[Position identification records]
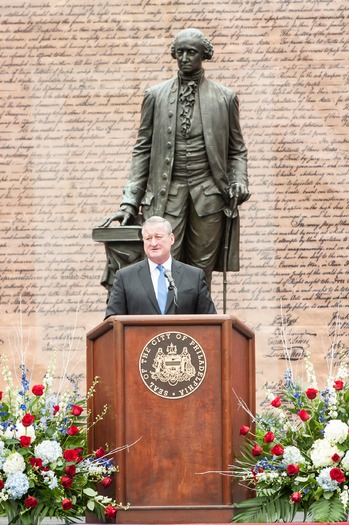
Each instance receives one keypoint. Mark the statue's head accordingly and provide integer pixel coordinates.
(194, 35)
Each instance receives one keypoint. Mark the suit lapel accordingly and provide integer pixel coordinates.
(144, 275)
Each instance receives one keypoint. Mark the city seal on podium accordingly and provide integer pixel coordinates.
(172, 365)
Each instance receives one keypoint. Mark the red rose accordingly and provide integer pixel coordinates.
(24, 441)
(66, 482)
(303, 414)
(269, 437)
(72, 430)
(67, 504)
(278, 450)
(76, 410)
(311, 393)
(38, 390)
(244, 430)
(257, 450)
(276, 402)
(337, 475)
(292, 469)
(110, 512)
(36, 462)
(31, 502)
(70, 455)
(70, 470)
(27, 420)
(106, 482)
(296, 497)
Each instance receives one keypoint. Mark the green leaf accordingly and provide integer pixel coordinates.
(327, 510)
(265, 509)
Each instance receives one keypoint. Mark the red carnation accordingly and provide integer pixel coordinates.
(38, 390)
(24, 441)
(244, 430)
(292, 469)
(76, 410)
(70, 470)
(70, 455)
(110, 512)
(67, 504)
(278, 450)
(337, 475)
(257, 450)
(72, 430)
(296, 497)
(276, 402)
(31, 502)
(66, 481)
(27, 420)
(303, 414)
(36, 462)
(269, 437)
(311, 393)
(100, 452)
(106, 482)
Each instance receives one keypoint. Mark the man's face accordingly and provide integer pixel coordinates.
(189, 51)
(157, 243)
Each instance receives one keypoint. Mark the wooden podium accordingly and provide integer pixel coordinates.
(170, 382)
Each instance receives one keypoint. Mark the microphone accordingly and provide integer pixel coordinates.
(172, 286)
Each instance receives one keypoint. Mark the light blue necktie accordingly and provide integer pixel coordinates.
(162, 289)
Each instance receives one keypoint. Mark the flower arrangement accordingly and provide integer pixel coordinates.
(295, 454)
(45, 469)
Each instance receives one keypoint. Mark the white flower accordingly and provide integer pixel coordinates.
(48, 451)
(322, 451)
(17, 485)
(14, 463)
(325, 482)
(345, 461)
(292, 455)
(336, 431)
(18, 430)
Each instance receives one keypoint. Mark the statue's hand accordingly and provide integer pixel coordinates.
(238, 193)
(123, 216)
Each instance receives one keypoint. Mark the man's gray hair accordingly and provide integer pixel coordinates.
(157, 220)
(208, 47)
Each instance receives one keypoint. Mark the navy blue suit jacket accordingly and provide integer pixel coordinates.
(133, 291)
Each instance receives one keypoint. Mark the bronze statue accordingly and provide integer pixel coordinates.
(189, 164)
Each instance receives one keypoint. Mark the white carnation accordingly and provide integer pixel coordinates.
(322, 451)
(14, 463)
(292, 455)
(18, 430)
(345, 461)
(48, 451)
(336, 431)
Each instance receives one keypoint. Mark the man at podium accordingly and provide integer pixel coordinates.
(159, 284)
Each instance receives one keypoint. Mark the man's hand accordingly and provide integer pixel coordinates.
(123, 216)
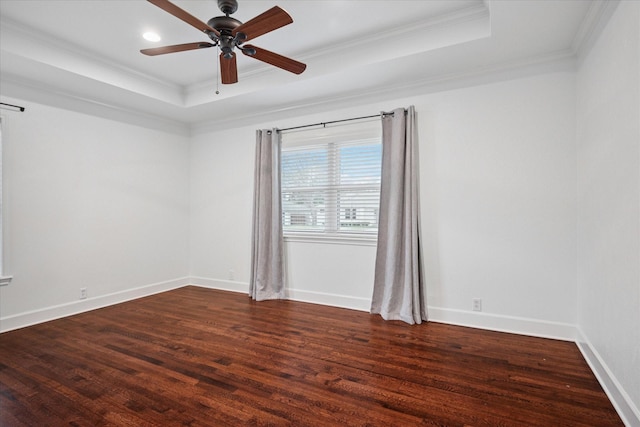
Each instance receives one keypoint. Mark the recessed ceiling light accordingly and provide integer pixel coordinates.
(151, 36)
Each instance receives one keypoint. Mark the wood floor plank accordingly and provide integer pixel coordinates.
(202, 357)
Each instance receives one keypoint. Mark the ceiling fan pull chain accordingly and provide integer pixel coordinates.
(217, 76)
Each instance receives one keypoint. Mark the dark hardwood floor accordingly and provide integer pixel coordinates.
(202, 357)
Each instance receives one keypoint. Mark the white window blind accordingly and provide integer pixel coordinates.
(331, 180)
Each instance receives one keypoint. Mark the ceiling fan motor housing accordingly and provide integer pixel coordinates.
(228, 6)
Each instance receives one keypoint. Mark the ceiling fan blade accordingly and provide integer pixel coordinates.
(270, 20)
(167, 6)
(275, 59)
(175, 48)
(228, 69)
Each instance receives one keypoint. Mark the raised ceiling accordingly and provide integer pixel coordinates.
(87, 53)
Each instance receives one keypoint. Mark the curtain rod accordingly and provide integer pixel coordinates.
(338, 121)
(12, 106)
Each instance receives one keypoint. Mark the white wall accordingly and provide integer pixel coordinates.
(498, 178)
(90, 203)
(608, 138)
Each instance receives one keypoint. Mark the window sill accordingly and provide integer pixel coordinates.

__WHAT IS ASKED__
The data should be printed again unchanged; leave its pictures out.

__ANSWER FOR THE TASK__
Each instance receives one keypoint. Mark the statue's head accordingly and provide integer pixel coordinates.
(194, 35)
Each instance receives one keypoint. Mark the suit lapel accordingly and provide integer pixel coordinates.
(144, 275)
Each instance receives one keypoint. Mark the city seal on podium accordingly and provide integer pixel coordinates.
(172, 365)
Each instance receives one keypoint. Mark the red rose accordingly and provide integer pixel coordinates.
(24, 441)
(66, 482)
(303, 414)
(269, 437)
(72, 430)
(67, 504)
(278, 450)
(76, 410)
(311, 393)
(38, 390)
(244, 430)
(257, 450)
(276, 402)
(337, 475)
(292, 469)
(110, 512)
(36, 462)
(31, 502)
(70, 455)
(70, 470)
(27, 420)
(106, 482)
(296, 497)
Each instance receives one keypoint. Mark the green leaf accordingly and provide integer pixel coordinates.
(327, 510)
(265, 509)
Each instance receives one keypoint. Mark the red carnation accordingly and provide integer pixel coordinates.
(38, 390)
(24, 441)
(244, 430)
(292, 469)
(76, 410)
(70, 470)
(70, 455)
(110, 512)
(67, 504)
(278, 450)
(337, 475)
(257, 450)
(72, 430)
(296, 497)
(276, 402)
(31, 502)
(66, 481)
(27, 420)
(303, 414)
(36, 462)
(269, 437)
(311, 393)
(100, 452)
(106, 482)
Each instance receives one keypoint. Mark the man's face accordingly and provide integer pixel coordinates.
(189, 51)
(157, 243)
Each instance receives one keypoint. Mark the wooden podium accordingly and provide integer pixel coordinates.
(170, 382)
Each instance receives one keypoint. Mark the microphone accordingly and provide integer pixel coordinates.
(172, 286)
Each instance receives one keypoint. Mark the light blue necktie accordingly and provide integer pixel coordinates.
(162, 289)
Each instance receives one keypoint. Mark the flower arrangement accordingly and provide integer pixel coordinates.
(295, 454)
(45, 469)
Each instance receives one keypoint. Mark the white flower accordingly and provide integer pixel coordinates.
(48, 451)
(322, 451)
(17, 485)
(14, 463)
(325, 482)
(345, 461)
(292, 455)
(336, 431)
(18, 430)
Each instance receives one keypoint. Mark the statue's hand accordingly and provide integer pixel coordinates.
(238, 193)
(123, 216)
Each instance receives one keypoint. Mark the man's gray hair accordingly and provide integer pixel coordinates.
(157, 220)
(208, 47)
Each instance receives one keypoint. Mark the navy blue suit jacket accordingly and provide integer pixel coordinates.
(133, 291)
Each instance receives one keypoint. Mark the bronze statue accordingly and provide integer pixel coordinates.
(189, 164)
Each instance receives one keypoint. Mark the white carnation accordingly and provide integer pixel coordinates.
(322, 451)
(14, 463)
(292, 455)
(18, 430)
(345, 461)
(48, 451)
(336, 431)
Each instance receives one keypoint. Mark the man at podium accordingly and provide integer pixel coordinates.
(159, 284)
Each instance receives one keypoint. Mark the man's hand accordingly and provide integer pixel coordinates.
(123, 216)
Each instance receives one keypoint. Mark the recessed ceiling light accordingly and provide integer pixel coordinates.
(151, 36)
Each instance receives one keypoint. Mark the wood floor plank accordingly and provide integer pixel coordinates.
(202, 357)
Each instance receives one keypoint. Mark the ceiling fan pull chain accordingly and provide integer pixel coordinates.
(217, 76)
Each instance receives one keypoint. Mark the dark hardwood floor accordingly and provide integer pixel coordinates.
(202, 357)
Each instance receives one keypoint. Mark the white window blind accordingly and provide integer pixel coordinates.
(331, 180)
Each instance receives one keypoint. Mark the ceiling fan motor housing accordingly and provide integer pixel coordinates.
(228, 6)
Each instance receives one keypoint. Mark the ceiling fan blade accordingly and provide integer pixel coordinates.
(270, 20)
(167, 6)
(275, 59)
(175, 48)
(228, 69)
Each instance receives one keypoint. Mark the raised ceiling accordingly and provide integer pixel coordinates.
(87, 53)
Each instance receives one keypoint. Mark the curtain rod accordingly and provide integer pixel coordinates.
(338, 121)
(12, 106)
Each instance receives one keypoint. Mark the white wall accordingly and provide integer pixel coordinates.
(498, 178)
(90, 203)
(608, 138)
Each instance receives one keypoint. Mark the window sill accordingly and provide integer pixel coordinates.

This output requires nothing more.